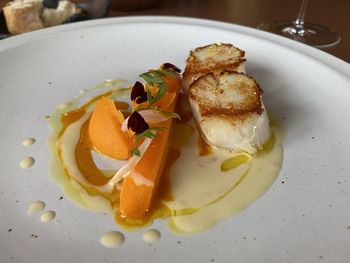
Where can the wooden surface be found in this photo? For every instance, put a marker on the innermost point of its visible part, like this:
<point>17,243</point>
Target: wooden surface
<point>334,14</point>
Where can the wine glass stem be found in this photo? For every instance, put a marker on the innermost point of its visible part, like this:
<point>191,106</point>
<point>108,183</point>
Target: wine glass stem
<point>299,22</point>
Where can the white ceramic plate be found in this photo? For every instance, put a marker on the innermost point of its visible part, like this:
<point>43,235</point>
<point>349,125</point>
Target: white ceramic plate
<point>304,216</point>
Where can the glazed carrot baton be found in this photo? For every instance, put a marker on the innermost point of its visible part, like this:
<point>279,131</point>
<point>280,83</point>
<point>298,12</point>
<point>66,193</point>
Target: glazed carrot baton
<point>139,187</point>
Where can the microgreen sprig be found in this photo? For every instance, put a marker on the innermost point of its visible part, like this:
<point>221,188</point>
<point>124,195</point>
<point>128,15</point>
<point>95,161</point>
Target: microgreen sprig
<point>155,78</point>
<point>149,133</point>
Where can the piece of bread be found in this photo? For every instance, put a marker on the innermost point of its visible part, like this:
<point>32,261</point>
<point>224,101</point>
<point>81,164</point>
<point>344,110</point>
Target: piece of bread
<point>230,112</point>
<point>27,15</point>
<point>213,58</point>
<point>23,16</point>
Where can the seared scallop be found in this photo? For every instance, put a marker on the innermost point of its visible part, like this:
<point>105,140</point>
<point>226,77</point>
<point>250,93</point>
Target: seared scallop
<point>230,112</point>
<point>213,58</point>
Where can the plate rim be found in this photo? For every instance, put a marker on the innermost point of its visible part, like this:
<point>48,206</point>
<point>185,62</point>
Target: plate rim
<point>341,66</point>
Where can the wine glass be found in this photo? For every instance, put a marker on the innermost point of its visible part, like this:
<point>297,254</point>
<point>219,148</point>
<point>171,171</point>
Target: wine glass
<point>312,34</point>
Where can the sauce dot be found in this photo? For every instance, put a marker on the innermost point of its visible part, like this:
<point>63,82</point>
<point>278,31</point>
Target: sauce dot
<point>48,216</point>
<point>112,239</point>
<point>151,236</point>
<point>27,162</point>
<point>28,142</point>
<point>35,207</point>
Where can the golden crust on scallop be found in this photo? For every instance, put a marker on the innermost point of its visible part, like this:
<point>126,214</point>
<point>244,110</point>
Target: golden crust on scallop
<point>212,58</point>
<point>226,95</point>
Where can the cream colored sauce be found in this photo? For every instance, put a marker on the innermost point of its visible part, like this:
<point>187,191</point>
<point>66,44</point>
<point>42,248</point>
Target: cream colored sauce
<point>48,216</point>
<point>35,207</point>
<point>203,193</point>
<point>28,142</point>
<point>70,187</point>
<point>27,162</point>
<point>112,239</point>
<point>151,236</point>
<point>245,188</point>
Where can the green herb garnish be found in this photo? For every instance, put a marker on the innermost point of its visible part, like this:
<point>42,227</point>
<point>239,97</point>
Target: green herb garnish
<point>155,78</point>
<point>149,133</point>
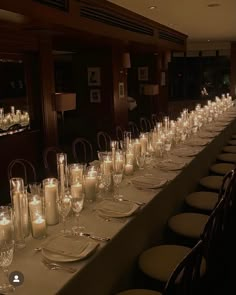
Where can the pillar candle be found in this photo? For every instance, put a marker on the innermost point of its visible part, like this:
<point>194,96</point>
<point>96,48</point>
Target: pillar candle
<point>38,227</point>
<point>90,188</point>
<point>129,169</point>
<point>51,193</point>
<point>5,229</point>
<point>76,190</point>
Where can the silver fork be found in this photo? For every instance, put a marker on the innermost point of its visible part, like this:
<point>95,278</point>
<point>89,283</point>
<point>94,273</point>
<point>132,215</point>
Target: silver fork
<point>56,266</point>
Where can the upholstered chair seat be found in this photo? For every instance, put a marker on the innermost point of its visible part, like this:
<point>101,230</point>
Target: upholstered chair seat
<point>227,157</point>
<point>212,182</point>
<point>230,149</point>
<point>188,225</point>
<point>139,292</point>
<point>202,200</point>
<point>232,142</point>
<point>222,168</point>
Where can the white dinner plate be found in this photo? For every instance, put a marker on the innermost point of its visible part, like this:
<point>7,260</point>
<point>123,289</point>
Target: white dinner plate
<point>64,249</point>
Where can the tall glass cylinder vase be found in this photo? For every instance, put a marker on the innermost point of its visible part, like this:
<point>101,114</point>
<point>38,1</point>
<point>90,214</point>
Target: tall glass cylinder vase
<point>50,191</point>
<point>62,173</point>
<point>20,210</point>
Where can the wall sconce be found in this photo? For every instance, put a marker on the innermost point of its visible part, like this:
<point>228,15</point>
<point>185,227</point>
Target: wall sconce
<point>65,102</point>
<point>151,89</point>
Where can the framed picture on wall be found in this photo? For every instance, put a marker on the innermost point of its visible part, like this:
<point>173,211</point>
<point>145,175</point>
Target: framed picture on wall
<point>121,90</point>
<point>94,77</point>
<point>143,73</point>
<point>95,95</point>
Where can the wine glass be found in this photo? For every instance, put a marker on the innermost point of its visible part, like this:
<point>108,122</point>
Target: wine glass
<point>64,207</point>
<point>77,206</point>
<point>6,246</point>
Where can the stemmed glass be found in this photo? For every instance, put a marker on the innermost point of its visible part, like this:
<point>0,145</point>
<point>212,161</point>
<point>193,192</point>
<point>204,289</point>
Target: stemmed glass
<point>6,246</point>
<point>64,207</point>
<point>77,206</point>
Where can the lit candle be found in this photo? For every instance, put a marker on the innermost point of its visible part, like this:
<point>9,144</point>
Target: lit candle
<point>76,190</point>
<point>90,188</point>
<point>137,148</point>
<point>144,142</point>
<point>129,169</point>
<point>51,193</point>
<point>107,166</point>
<point>35,205</point>
<point>5,229</point>
<point>39,227</point>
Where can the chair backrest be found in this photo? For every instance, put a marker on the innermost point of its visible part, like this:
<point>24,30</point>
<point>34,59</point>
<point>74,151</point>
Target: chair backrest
<point>213,245</point>
<point>145,124</point>
<point>82,150</point>
<point>22,168</point>
<point>133,128</point>
<point>50,160</point>
<point>103,141</point>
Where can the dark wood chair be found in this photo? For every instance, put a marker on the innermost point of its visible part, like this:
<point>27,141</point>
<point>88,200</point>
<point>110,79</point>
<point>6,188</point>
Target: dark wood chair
<point>82,150</point>
<point>22,168</point>
<point>50,160</point>
<point>103,141</point>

[ASSIGNMENT] Return only the part of the records above that opens with the line containing "<point>221,188</point>" and closes with the line containing "<point>344,110</point>", ends included.

[WRITTEN ANSWER]
<point>221,188</point>
<point>124,195</point>
<point>128,15</point>
<point>95,161</point>
Target: microgreen sprig
<point>155,78</point>
<point>149,133</point>
Where can the piece of bread be found in this photo? For every instance, put a marker on the innermost point of its visible part, like this:
<point>32,261</point>
<point>224,101</point>
<point>81,164</point>
<point>344,110</point>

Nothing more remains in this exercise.